Records from a data collection
++++

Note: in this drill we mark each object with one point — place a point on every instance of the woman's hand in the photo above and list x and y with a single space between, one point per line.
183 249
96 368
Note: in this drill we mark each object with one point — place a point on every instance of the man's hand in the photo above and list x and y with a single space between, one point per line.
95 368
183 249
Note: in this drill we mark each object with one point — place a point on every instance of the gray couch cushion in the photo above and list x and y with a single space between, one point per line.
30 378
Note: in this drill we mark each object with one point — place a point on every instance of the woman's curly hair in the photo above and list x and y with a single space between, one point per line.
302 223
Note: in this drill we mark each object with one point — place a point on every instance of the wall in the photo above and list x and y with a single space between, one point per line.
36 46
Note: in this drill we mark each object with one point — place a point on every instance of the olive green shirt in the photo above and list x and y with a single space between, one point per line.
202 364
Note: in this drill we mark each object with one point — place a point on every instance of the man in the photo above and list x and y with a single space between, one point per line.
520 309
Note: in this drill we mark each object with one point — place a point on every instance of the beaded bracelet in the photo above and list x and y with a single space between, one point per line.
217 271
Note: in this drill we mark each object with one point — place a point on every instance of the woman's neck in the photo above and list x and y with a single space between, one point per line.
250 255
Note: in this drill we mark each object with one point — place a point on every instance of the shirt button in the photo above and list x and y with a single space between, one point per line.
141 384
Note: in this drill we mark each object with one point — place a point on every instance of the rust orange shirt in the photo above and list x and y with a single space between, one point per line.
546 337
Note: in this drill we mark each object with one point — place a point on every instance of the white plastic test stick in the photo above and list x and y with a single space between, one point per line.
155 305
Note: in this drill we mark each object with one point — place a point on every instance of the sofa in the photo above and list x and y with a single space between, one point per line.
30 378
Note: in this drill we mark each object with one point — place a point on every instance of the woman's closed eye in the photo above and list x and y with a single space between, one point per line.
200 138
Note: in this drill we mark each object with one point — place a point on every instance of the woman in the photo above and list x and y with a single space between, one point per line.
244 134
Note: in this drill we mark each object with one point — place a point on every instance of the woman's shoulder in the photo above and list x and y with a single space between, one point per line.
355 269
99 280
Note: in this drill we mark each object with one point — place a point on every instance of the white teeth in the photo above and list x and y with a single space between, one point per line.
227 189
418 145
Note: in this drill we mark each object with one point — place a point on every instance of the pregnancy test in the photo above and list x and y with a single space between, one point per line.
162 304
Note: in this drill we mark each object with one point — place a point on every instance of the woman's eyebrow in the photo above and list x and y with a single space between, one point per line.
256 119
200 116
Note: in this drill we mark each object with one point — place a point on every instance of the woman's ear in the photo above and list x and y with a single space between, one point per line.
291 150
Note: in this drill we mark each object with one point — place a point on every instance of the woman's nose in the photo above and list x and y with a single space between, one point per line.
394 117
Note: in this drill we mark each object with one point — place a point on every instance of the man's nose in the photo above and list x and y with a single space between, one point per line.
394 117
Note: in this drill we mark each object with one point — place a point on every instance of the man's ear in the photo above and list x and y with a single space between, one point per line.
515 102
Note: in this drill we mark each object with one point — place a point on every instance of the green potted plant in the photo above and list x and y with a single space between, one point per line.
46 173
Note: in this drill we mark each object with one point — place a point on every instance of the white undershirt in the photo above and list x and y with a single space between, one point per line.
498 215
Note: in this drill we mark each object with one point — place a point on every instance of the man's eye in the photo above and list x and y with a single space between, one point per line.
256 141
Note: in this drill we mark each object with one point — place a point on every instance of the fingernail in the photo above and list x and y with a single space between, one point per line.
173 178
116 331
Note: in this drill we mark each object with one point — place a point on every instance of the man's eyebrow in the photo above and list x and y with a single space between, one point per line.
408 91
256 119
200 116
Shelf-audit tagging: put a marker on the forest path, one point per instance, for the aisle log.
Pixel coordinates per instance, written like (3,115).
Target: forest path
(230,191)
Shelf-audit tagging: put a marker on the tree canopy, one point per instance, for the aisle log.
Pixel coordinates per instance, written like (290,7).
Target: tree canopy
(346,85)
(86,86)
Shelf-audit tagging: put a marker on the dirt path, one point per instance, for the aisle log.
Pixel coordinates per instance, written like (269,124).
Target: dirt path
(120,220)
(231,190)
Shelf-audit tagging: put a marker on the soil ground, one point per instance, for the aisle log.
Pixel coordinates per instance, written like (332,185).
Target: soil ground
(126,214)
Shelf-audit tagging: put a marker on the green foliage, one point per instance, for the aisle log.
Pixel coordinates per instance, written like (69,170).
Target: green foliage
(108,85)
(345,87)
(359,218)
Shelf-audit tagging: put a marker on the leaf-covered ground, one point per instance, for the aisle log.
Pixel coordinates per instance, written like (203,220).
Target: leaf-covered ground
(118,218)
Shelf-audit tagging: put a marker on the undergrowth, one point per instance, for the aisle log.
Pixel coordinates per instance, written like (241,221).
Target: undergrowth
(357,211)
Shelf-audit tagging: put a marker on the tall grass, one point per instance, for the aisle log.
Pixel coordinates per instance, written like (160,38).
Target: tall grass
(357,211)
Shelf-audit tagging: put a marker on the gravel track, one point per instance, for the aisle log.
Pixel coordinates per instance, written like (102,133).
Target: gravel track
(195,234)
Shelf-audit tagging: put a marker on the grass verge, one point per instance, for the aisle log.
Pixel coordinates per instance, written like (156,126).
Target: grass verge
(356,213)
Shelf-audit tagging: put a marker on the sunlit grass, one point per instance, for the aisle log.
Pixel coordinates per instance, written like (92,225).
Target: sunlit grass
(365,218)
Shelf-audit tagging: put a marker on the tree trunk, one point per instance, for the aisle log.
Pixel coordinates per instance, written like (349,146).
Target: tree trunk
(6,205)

++++

Can you lay out every line of the listing above as a JSON list of strings, one string per line, with blank lines left out?

[
  "Note: in this drill we mark each object with one point — place a point on every instance of the woman's hand in the photo above and list x and y with a single space between, one point per line.",
  "183 249",
  "96 368",
  "Note: in this drill we mark each object with one point — place a point on every instance of the man's hand in the photo above and list x and y with a single space between, one point per line.",
  "95 368",
  "183 249",
  "Note: in this drill we mark each object with one point — place a point on every instance of the gray couch cushion in the photo above and list x and y with a single space between, one point per line.",
  "30 378",
  "Note: in this drill we mark each object with one point — place a point on every instance of the woman's curly hair in the photo above and list x and y with a single space between, one point per line.",
  "302 223",
  "Note: in this drill we mark each object with one point — place a point on every instance of the wall in the photo above and list x and y with a single space between, one point per line.",
  "36 46",
  "Note: in this drill we mark each object with one point — place a point on every instance of the olive green shirt in the photo above and list x and y with a single space between, one point per line.",
  "202 364",
  "Note: in this drill we mark each object with one point — place a point on every instance of the man in the photo above and list x and y with a single space between, one point per line.",
  "520 309",
  "Note: in this drill we mark each object with one point — place a point on every instance of the beaded bracelet in the photo above and list x and y with a single space between, one point per line.",
  "217 271",
  "Note: in this drill we mark each object with one point — place a point on every instance of the woman's neck in the photo above and list x and y with a single space between, one point per line.",
  "250 255",
  "Note: in this drill we mark each object with one point — place a point on every instance of the shirt button in the photo above and list x and y with a single space between, one point per line.",
  "141 384",
  "Note: in this drill we mark each object with one point — place a point on every instance of the rust orange shirt in the photo above and list x and y with a single space between, one point per line.",
  "546 337",
  "Note: in this drill we mark each object with one point — place a point on every instance of the white plastic test stick in the photo above and list x and y with a single space between, one point per line.",
  "155 305",
  "Note: in this drill we mark each object with one point — place a point on every instance of the sofa in the photo above and list x and y with a single space between, one point per line.",
  "30 378",
  "Note: in this drill we mark each object with one point — place a point on every instance of the woman's closed eye in the photo above and list x and y with a single space between, one point per line.",
  "200 138",
  "Note: in this drill we mark each object with one point — place a point on every instance of the woman in the photo above and list x and y with a single space between, one point per line.",
  "244 134",
  "Note: in this drill we mark each object with one point — place a point on every instance of the woman's shoulder in the photo above and list x and y with a single space between, one point per line.",
  "355 269",
  "99 280",
  "Note: in this drill we mark each object with one point — place a point on every instance of the white teeth in the photo above and list x and y with a single space between, one point per line.",
  "227 189",
  "418 145",
  "Note: in this drill we mark each object with one point — place a point on every instance of the pregnancy test in the photo above and list x and y with a single space between, one point per line.",
  "162 304",
  "Note: in this drill we mark each object with one point — place a point on every instance of the woman's eyebrow in the photo above and list x and y with a single space between, one point per line.",
  "256 119",
  "200 116",
  "Note: in this drill we mark each object with one point — place a point on every instance of the woman's ear in the photo above and list x and y with a single space between, one point per line.",
  "291 150",
  "Note: in this drill we mark each object with one point — place a point on every instance of the woman's nose in the photo above and list x and y with a single space between, one point per line.",
  "394 117",
  "Note: in this drill we mark each object with one point — place a point on every instance of the man's nose in the photo above and list x and y with a single space between, one point per line.",
  "394 117",
  "Note: in this drill we mark each object with one point — place a point on every instance of the man's ear in the photo above and list x and y with a single space between, one point per line.",
  "515 102",
  "Note: in this drill we mark each object with one point — place a point on every instance of the green potted plant in the photo above and list x and y with a single space between, one point per line.",
  "46 173",
  "Note: in this drill we mark each object with one point — place a point on every instance of the white undershirt in the photo above and list x and y with a single space between, one point per line.",
  "498 215",
  "Note: in this drill we mark each object with one point — place a point on every instance of the man's eye in the photo above and list x and y with a single space between, one point per line.",
  "256 141",
  "Note: in this drill we mark each object with one point — place a point on every instance of the fingernail in the photo above and list x and y with a single space between, one point per line.",
  "173 178",
  "116 331",
  "Note: in this drill we mark each object with one point — place a point on every instance of the man's eyebrow in the photo above and list x and y with a single space between, one point per line.",
  "408 91",
  "256 119",
  "200 116",
  "Shelf-audit tagging: put a marker on the forest path, one point per instance, for the aisle log.",
  "Pixel coordinates per instance, written like (3,115).",
  "Target: forest path",
  "(230,191)",
  "Shelf-audit tagging: put a marker on the tree canopy, one point per instance, for the aisle log.",
  "Pixel coordinates per instance, written like (290,7).",
  "Target: tree canopy",
  "(346,85)",
  "(86,86)",
  "Shelf-audit tagging: put a marker on the dirt path, one point per instance, for the aisle log.",
  "Pixel coordinates per instance, written like (269,124).",
  "Target: dirt path",
  "(120,220)",
  "(231,190)",
  "Shelf-audit tagging: put a marker on the soil ground, one point per instance, for the aisle log.",
  "Pixel coordinates per instance, written like (332,185).",
  "Target: soil ground",
  "(126,214)",
  "Shelf-audit tagging: put a marker on the green foliage, one point per instance, for the aisle log.",
  "Pixel coordinates per instance, written like (69,170).",
  "Target: green foliage",
  "(108,85)",
  "(345,87)",
  "(359,218)",
  "Shelf-audit tagging: put a marker on the leaf-covered ground, one point per instance, for the aisle log.",
  "Pixel coordinates per instance, written like (203,220).",
  "Target: leaf-covered ground",
  "(118,218)",
  "Shelf-audit tagging: put a marker on the undergrowth, one point per instance, for the aisle log.",
  "Pixel coordinates per instance, written like (241,221).",
  "Target: undergrowth",
  "(357,211)",
  "Shelf-audit tagging: put a marker on the tall grass, one point per instance, for the aisle log.",
  "Pixel coordinates per instance, written like (160,38).",
  "Target: tall grass",
  "(357,211)",
  "Shelf-audit tagging: put a marker on the gravel track, one point per instance, for the aisle log.",
  "Pixel coordinates per instance, written like (102,133).",
  "Target: gravel track",
  "(195,234)",
  "Shelf-audit tagging: put a marker on the grass verge, one point per instance, for the aisle log.",
  "Pixel coordinates per instance, written like (156,126).",
  "Target: grass verge",
  "(356,213)",
  "Shelf-audit tagging: put a marker on the sunlit grass, one point per instance, for the aisle log.",
  "Pixel coordinates per instance, written like (92,225).",
  "Target: sunlit grass",
  "(365,218)",
  "Shelf-audit tagging: put a marker on the tree trunk, one point per instance, for the aisle log.",
  "Pixel coordinates per instance, written like (349,146).",
  "Target: tree trunk",
  "(6,205)"
]